- **ASSIGNMENT**: The answer must be every record below, reproduced exactly.

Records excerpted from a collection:
┌────────
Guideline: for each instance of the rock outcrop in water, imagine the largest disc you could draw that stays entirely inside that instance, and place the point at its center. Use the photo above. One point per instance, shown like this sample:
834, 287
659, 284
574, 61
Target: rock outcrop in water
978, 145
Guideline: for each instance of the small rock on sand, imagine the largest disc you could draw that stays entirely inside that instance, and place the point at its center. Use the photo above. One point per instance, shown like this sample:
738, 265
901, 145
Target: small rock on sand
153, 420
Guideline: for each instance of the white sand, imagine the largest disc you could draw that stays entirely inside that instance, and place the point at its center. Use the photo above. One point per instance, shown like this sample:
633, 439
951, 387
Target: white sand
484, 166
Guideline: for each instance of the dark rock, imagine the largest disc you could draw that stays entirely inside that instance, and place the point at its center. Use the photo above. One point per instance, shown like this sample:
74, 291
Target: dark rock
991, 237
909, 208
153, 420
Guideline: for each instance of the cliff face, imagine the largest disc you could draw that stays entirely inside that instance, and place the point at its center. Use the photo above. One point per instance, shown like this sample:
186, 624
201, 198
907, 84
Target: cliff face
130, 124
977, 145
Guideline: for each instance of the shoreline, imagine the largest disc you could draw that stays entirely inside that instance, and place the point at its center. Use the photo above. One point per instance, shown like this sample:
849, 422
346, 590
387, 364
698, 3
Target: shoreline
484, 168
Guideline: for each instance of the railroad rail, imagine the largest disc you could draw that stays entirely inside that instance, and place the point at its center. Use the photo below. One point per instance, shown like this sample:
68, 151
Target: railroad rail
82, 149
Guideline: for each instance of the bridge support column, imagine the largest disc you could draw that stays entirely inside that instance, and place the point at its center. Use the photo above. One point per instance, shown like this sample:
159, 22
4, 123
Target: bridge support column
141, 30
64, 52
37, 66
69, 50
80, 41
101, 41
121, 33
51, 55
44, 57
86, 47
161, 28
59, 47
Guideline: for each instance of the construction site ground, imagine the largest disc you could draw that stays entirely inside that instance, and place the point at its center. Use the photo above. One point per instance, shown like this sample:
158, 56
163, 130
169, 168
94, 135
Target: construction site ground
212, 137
└────────
- **ANSWER TO THIS PROBLEM**:
Guideline: for each instance of the rock outcrop in water, imagine the largest disc you could draw that stays entirely inside that instance, and place the point at its center. Use the photo above. One point per instance, shown like this sample:
834, 287
659, 284
574, 61
Target: rock outcrop in water
978, 145
Guideline: for each instance of the small rock on sand, imagine the largest disc you could draw that stays entirely inside that instance, and place the point at its center. Use the photo above. One point per instance, shown like this sample:
738, 265
901, 145
Target: small rock on sand
153, 420
Guideline: for each instance of the white sand, imagine the largest disc you could draw that stays entirely inside that instance, and place the point at its center. Use the photo above. One point per instance, shown like this sample:
633, 439
951, 387
Target: white sand
484, 166
Guideline: for each instance of the dark rock, imagine the largest disc you could draw that stays entirely inside that instance, and place the point at its center. Use the photo above. One point per instance, shown like this sample:
74, 291
Target: dark rock
991, 237
909, 208
153, 420
Guideline: for each instance of the cliff face, imagine the largest disc you could draw that stays entirely inside that instance, and place the point at its center. Use the photo above. One point per instance, shown like this sample:
186, 624
201, 198
907, 84
Target: cliff face
130, 124
977, 145
Guideline: for each instance of the shoreline, imagine the largest disc you could draw that stays entirely inside that instance, and place the point at its center. Use the photo above. One point per instance, shown like this sample:
849, 422
346, 590
387, 364
698, 3
Target: shoreline
484, 168
Guideline: for each instance of the railroad rail, imagine the largest disc you could draw that stays entirely inside that instance, and place the point at its center. Use the photo below. One point per instance, shown like this sample:
68, 151
Target: railroad rail
82, 149
Guideline: for each instance of the bridge support column, imagine the largest disc you could draw that stays entirely inside that instance, and place the point at its center. Use the photo above. One point per instance, shown like this sample:
159, 22
4, 123
Target: bridge support column
141, 30
64, 52
37, 66
69, 50
80, 41
101, 41
121, 33
51, 55
44, 57
86, 47
161, 28
59, 47
Guideline: for each instance of the construction site ground, imagine the largest disc you could draw that stays entirely inside that instance, and place the point at its center. Use the photo above. One point per instance, shown like this sample:
158, 56
163, 130
169, 168
94, 135
Target: construction site ground
212, 137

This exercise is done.